**Yönerge 1:** Kur’an’daki sahih bilgi anlayışını anlatan metni iki cümleyle özetleyin.
**Yönerge 2:** Kur’an’daki sahih bilgi anlayışını anlatan metni bıraktığı yerden sürdürün.
-------- Metin
Müşriklerin/muannidlerin uydurduğu her türlü akıl ve fıtrat dışı argüman, tek bir ayet ile adeta yok ediliyor. Yerine İlahi Bilginin en sahih/gerçekçi buyruğu açıklanıyor.

Bu sahih öğreti, birey ve toplumun ahlaki, hukuki, idari ve siyasi tüm boyutlarını içerisine alarak sosyal hayatın tüm yönlerini ‘’Sahih Bilgi Anlayışı’’ çevresinde şekillendirmeyi amaçlamaktadır.

Kur’an’ı Kerim, bu ikaz ile birey ve toplumları haksızlık ve hukuksuzluktan sakındırmak için ciddi şekilde araştırma/soruşturma/tedkik etme/kavrama/analiz ve gözlem gibi bilginin her türlü basamağının incelenmesini emretmektedir.

Yeryüzünde yapılan haksızlık ve hukuksuzlukların başında gelen sebeplerden biri de kişilerin zann ve tahminini, hakikat olarak sanmasıdır. Halbuki ayet-i kerime, ‘’Zann, hakikat adına hiçbir şey ifade etmez’’(Necm,28) diye buyurmaktadır. Bununla beraber doğru bilgi anlayışından uzak toplum ve bireylerin, cehaletleri yüzünden abes ile iştigal edip zulüm eden kimseler olduğu hakikati de İlahi mesajda önemle vurgulanmaktadır, ‘’ O zulüm edenler, doğru bilgiye dayanmaksızın, nefsani arzularının peşine takılıp gittiler…’’(Rum,29) Bu ayetler, insanın eğitim aşamasında sahip olduğu bilgileri, gerçeklik/sahihlik süzgecinden geçirmesi gerektiğinin önemine de işaret etmektedir.

Kur’an’ı Kerim, aynı zamanda birey ve toplumun refahını öngörerek bilmedikleri konu üzerine tartışmalarını da uygun görmemiştir.’’…hiçbir bilginiz olmadığı şey hakkında nasıl olur da münakaşaya girersiniz!?’’ (al-i İmran,66). Çünkü sahih bilgi anlayışının bulunmadığı birey ve toplumların müzakerelerinde, hayr ile neticelenecek bir sonuç yoktur. ‘’Onlar, birbirlerine dönmüş ve birbirlerine suç atıyorlar/sitem ediyolar..’’(Saffat, 27)
----------------
-------- Veriler
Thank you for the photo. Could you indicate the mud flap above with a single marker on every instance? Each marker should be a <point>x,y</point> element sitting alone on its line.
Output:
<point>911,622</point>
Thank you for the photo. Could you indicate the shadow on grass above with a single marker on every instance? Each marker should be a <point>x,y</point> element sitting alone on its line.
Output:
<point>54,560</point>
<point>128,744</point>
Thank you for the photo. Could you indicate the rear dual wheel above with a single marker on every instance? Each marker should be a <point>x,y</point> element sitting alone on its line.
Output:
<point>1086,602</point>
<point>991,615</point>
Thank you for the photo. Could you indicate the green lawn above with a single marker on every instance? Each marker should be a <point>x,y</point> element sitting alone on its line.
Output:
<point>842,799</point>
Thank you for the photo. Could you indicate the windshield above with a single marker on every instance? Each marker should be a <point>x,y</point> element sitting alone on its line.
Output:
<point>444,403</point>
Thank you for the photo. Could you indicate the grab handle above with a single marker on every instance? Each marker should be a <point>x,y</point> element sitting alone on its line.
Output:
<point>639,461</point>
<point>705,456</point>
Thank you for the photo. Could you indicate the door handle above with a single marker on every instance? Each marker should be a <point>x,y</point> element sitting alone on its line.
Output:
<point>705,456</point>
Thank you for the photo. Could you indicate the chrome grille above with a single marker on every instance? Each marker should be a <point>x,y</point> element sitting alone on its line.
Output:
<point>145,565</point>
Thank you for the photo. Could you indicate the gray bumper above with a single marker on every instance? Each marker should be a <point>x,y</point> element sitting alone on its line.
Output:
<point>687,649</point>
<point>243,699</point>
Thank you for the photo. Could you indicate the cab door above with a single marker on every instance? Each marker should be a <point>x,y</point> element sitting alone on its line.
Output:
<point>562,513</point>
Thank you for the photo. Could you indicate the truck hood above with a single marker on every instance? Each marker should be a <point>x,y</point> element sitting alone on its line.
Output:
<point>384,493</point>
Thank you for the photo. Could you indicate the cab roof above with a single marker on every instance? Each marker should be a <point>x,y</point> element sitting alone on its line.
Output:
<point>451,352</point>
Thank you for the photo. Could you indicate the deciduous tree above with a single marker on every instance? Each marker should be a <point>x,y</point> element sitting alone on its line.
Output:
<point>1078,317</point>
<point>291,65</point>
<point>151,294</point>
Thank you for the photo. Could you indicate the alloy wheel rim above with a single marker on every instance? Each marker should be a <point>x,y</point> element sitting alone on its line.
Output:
----------------
**Alıştırma cevabı 1:** Kur’an’ı Kerim, birey ve toplumları haksızlık ve hukuksuzluktan korumak için araştırma, analiz ve gözlem gibi bilginin her basamağının incelenmesini emreder ve sosyal hayatın tüm yönlerini sahih bilgi anlayışı çevresinde şekillendirmeyi amaçlar. Kişilerin zan ve tahminlerini hakikat sanması haksızlığın başlıca sebeplerinden biri sayılır, bilinmeyen konular üzerine tartışmak da uygun görülmez, çünkü sahih bilgi anlayışı olmayan müzakerelerden hayırlı bir sonuç çıkmaz.

**Alıştırma cevabı 2:**
Geçmiş topluluklara/kavimlere, Peygamber gönderilmesinin sebeplerinden biriside, söz konusu kavme İlahi Mesaj aracılığıyla bilgiyi en doğru ve sahih bir biçimde ulaştırmaktır. ‘’Nitekim içinizden size bir peygamber gönderdik. O size ayetlerimizi okuyor, sizi temizliyor, size kitabı ve hikmeti öğretiyor; size bilmediğiniz şeyleri de öğretiyor..’’(Bakara, 151) Burada şu noktaya da dikkat etmek gerekmektedir:

İlahi öğretinin toplumlar ile paylaştığı bilgi düzeyi, iki şekilde gerçekleşiyor. Birincisi, o toplumun hiç bilmediği, hakkında herhangi bir malumatları olmadığı şeyleri kendilerine öğretmek. İkincisi, o toplumun batıl/hurafe içeren bilgilerini –ki bilginin bu çeşidine ‘esatir’ de denir- düzeltme, sapkın tabuları ve totemleri yıkıp yerine temiz, sahih ve fıtri bir bilgi anlayışı tesis etmeyi amaçlar. Yani birinde bilgi direk verirken, ötekisinde bir İnkılap yapılmaktadır.

Nitekim Kur’an’ın Kerim’e göre bilgi, yüklenildiği kişiyi sorumluluk sahibi yapar. Yani o sahih bilgi anlayışı, kişiyi birey ve toplumdan ayrı, özel ve kutsal bir sınıfa katmaz. Aksine, kişiye daha da ciddi bir mesuliyet hamleder. Öyle ki, bu yükümlülük yerine getirilmediği, yani bilginin hakkı verilmediği takdirde, bunun olumsuz karşılığının olacağını da vurgulamaktadır.’’…Eğer sana gelen bunca ilimden sonra onların heva (arzu ve tutku)larına uyacak olursan, senin için Allah’tan ne bir dost ne de bir yardımcı vardır.’’ (Bakara, 120)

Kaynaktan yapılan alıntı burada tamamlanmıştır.